=== The problem ===
Repeat every entry word for word, but leave the images out of your copy.

Start of Task input

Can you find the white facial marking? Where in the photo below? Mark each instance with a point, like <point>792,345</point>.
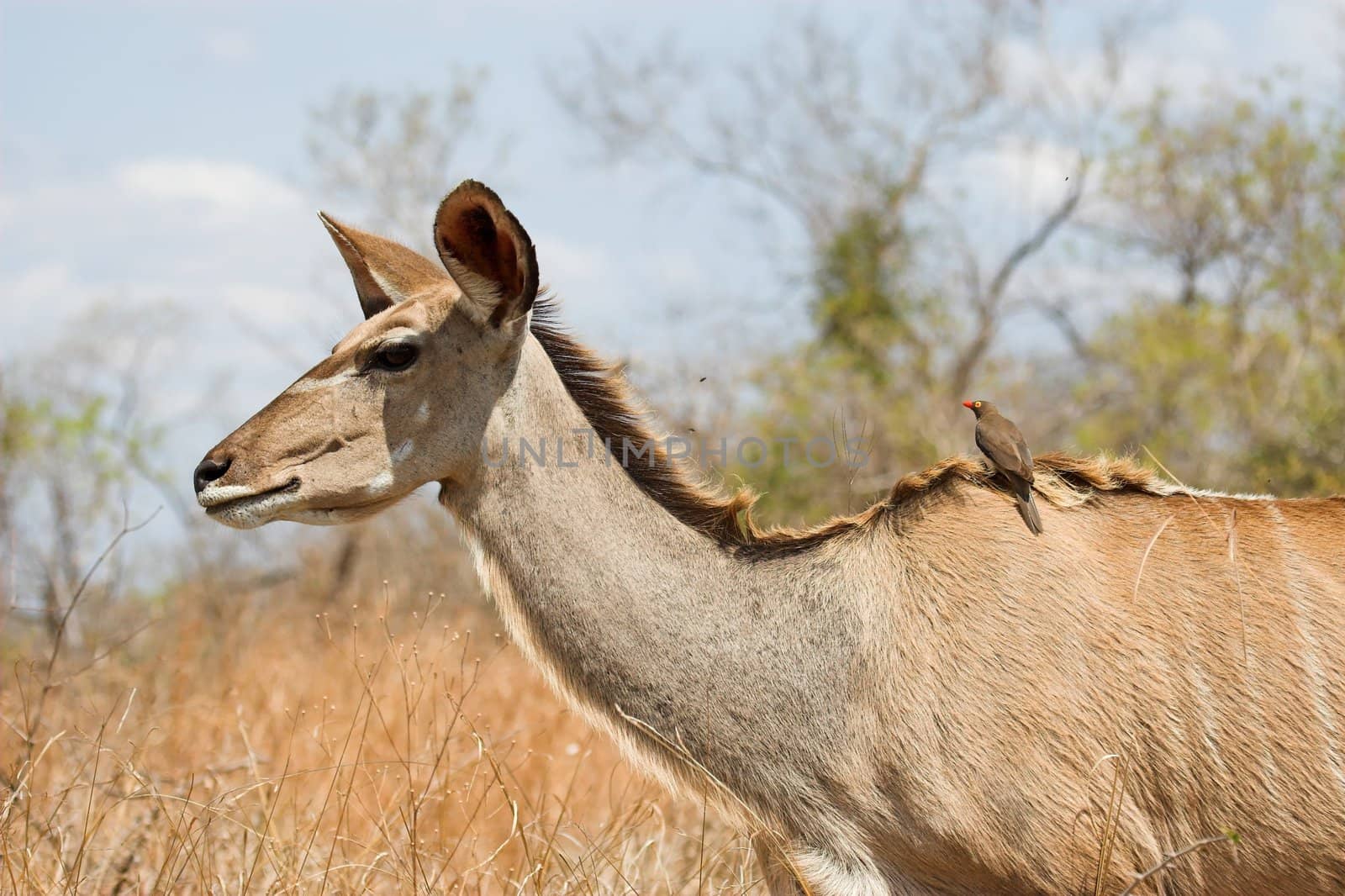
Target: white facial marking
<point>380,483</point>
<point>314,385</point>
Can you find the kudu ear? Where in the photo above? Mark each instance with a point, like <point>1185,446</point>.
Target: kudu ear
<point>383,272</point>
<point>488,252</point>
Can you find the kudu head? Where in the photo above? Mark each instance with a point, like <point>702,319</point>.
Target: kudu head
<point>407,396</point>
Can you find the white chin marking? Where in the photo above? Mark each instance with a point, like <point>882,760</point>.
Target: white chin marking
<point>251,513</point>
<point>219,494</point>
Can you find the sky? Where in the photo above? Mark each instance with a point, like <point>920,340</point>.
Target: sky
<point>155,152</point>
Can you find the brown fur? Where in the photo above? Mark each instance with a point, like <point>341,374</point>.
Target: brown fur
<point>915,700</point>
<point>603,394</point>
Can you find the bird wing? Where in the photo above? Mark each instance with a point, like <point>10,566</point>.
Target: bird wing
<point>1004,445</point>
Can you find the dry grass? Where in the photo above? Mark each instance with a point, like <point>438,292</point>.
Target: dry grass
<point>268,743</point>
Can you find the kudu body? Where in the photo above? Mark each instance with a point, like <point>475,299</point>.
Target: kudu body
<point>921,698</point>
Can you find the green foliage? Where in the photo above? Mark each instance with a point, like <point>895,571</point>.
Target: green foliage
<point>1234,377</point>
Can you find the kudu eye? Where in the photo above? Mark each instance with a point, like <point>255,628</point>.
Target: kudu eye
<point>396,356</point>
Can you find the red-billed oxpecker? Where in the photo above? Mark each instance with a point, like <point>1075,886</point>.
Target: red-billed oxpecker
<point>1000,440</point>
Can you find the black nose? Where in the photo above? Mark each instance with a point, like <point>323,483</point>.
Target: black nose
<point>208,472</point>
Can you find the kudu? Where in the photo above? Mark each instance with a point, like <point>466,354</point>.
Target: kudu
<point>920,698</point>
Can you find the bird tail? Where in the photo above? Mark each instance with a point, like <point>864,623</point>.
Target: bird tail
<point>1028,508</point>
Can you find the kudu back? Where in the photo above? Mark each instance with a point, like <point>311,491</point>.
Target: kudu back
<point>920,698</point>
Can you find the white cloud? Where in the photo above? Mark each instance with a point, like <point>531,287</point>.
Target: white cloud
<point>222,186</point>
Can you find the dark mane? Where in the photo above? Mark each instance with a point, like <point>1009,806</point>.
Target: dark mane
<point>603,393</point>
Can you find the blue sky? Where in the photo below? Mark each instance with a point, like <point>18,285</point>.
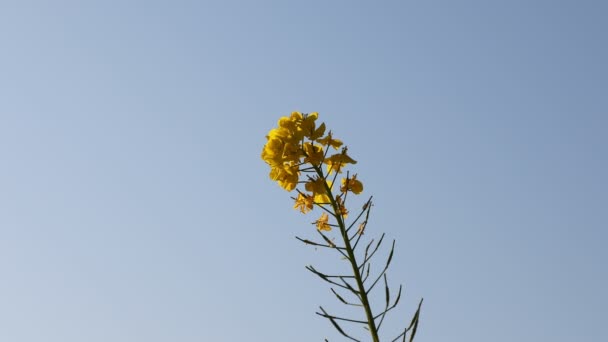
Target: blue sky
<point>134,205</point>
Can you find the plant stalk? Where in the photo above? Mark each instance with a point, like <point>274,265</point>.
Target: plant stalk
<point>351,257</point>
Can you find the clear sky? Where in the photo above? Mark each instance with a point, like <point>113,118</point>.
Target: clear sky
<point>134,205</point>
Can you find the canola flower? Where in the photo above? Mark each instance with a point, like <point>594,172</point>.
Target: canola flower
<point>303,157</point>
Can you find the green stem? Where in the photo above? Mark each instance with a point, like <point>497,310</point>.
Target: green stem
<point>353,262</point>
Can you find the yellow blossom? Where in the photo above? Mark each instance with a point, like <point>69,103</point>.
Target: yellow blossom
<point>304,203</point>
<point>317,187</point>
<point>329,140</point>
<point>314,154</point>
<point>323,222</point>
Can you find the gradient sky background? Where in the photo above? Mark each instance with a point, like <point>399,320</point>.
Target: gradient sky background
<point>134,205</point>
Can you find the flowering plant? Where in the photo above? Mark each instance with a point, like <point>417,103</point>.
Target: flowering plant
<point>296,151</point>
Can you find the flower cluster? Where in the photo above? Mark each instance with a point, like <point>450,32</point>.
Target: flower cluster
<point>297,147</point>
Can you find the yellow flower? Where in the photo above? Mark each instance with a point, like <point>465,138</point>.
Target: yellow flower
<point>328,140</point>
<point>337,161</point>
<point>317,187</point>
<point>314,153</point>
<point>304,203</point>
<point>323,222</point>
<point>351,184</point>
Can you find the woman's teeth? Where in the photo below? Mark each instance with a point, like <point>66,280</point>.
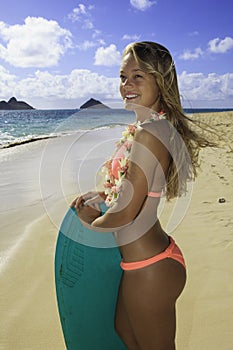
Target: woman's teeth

End of Task input

=== Output for this exercise ===
Can you find the white facial marking? Where in the photo below? Mark each instance with a point, like <point>792,345</point>.
Target: white facial marking
<point>380,483</point>
<point>314,385</point>
Can you find the kudu ear? Where in the photo above? Mark each instance with a point, like <point>1185,446</point>.
Target: kudu ear
<point>383,272</point>
<point>488,252</point>
Can you find the kudu head? Where in the photo above? Mark each instance with a point, like <point>702,319</point>.
Target: kudu head
<point>407,396</point>
Can you find the white chin marking? Where in the photo above? Mark each instance with a point, like <point>882,760</point>.
Target: white chin marking
<point>251,513</point>
<point>219,494</point>
Can you find the sky? Where in the photo above? Mark each instance with a point, like <point>920,340</point>.
Target: sky
<point>155,152</point>
Can you find the brown fur? Where in the photo above? Mark each instance with a point, like <point>341,374</point>.
Target: brown fur
<point>915,700</point>
<point>603,394</point>
Can you find the bird wing? Where in the photo above? Mark each instance with a point, like <point>10,566</point>.
Target: bird wing
<point>1004,445</point>
Can you find the dry grass? Where in the photo above? Mark each instance with a point, like <point>438,292</point>.
Target: dry grass
<point>268,743</point>
Can you find the kudu body? Where in the photo above? Mark each instance with a point, like <point>475,299</point>.
Target: kudu body
<point>921,698</point>
Can you find the green foliage? Where in the photo above? Mark each instance with a point, like <point>895,571</point>.
Target: green foliage
<point>1234,377</point>
Can you find the kudu eye? Where in the photo above? Mark each instance with a point, like <point>255,628</point>.
Target: kudu eye
<point>396,356</point>
Can you find the red-billed oxpecker? Where in the photo above? Mark each instance with a point, like <point>1075,886</point>.
Target: red-billed oxpecker
<point>1000,440</point>
Can you find the black nose? Where in the photo above? Mark each instance with a point, like <point>323,483</point>.
Target: black nose
<point>208,472</point>
Can you find the kudu? Where in the photo above? Mark each instance with a point, like <point>466,354</point>.
Target: kudu
<point>920,698</point>
Can you find the bird tail? Where in the photo above? Mark each instance with a point, like <point>864,623</point>.
Target: bird tail
<point>1028,508</point>
Can you find the kudu back? Where in the photo above? Mark each instance with a point, like <point>311,491</point>.
Target: kudu back
<point>920,698</point>
Can you find the white cloud? Where in the photo above? Mark each instance with a point, like <point>531,287</point>.
Target: white cloud
<point>222,186</point>
Can you find the dark mane? Where in the photo above? Mark each instance with a point, like <point>1009,806</point>.
Target: dark mane
<point>603,393</point>
Can you find the blue sky? Where in the photo below? Mark each instance with a point, like <point>18,285</point>.
Target: blue sky
<point>134,205</point>
Can you find the plant stalk? Where in the photo above? Mark each instance with a point, like <point>274,265</point>.
Target: plant stalk
<point>351,257</point>
Can you find the clear sky? Where in the photo above? Mark each instance with a point, like <point>113,118</point>.
Target: clear sky
<point>134,205</point>
Can you find the canola flower? Where in the photo above? Mark each instance with a point, like <point>594,172</point>.
Target: canola flower
<point>303,157</point>
Can you find the green stem? Where in the photo above? Mark each instance with a point, like <point>497,310</point>.
Target: green stem
<point>353,262</point>
Can you find the yellow blossom? Where in the photo above? Mark each instance with a point, like <point>69,103</point>.
Target: yellow blossom
<point>304,203</point>
<point>317,187</point>
<point>329,140</point>
<point>314,154</point>
<point>323,222</point>
Can you find the gradient sky background? Where in the photo above? Mark each instance with a point, like <point>399,320</point>.
Target: gradient sky background
<point>134,205</point>
Can you find the flowering plant? Where in the photo above? Mark each instance with a point, like <point>417,103</point>.
Target: flowering plant
<point>296,151</point>
Can you find the flower cluster? Where in the photo above? Mark each instance with a point, like <point>450,32</point>.
Target: flower cluster
<point>297,147</point>
Can you find the yellow flower? Where in the photo above? Mark each instance with a point, like <point>465,138</point>.
Target: yellow flower
<point>328,140</point>
<point>337,161</point>
<point>317,187</point>
<point>314,153</point>
<point>304,203</point>
<point>323,222</point>
<point>351,184</point>
Can you find the woman's teeth? Where in the photo below? Mark each instance with a point, like <point>66,280</point>.
Target: woman's teeth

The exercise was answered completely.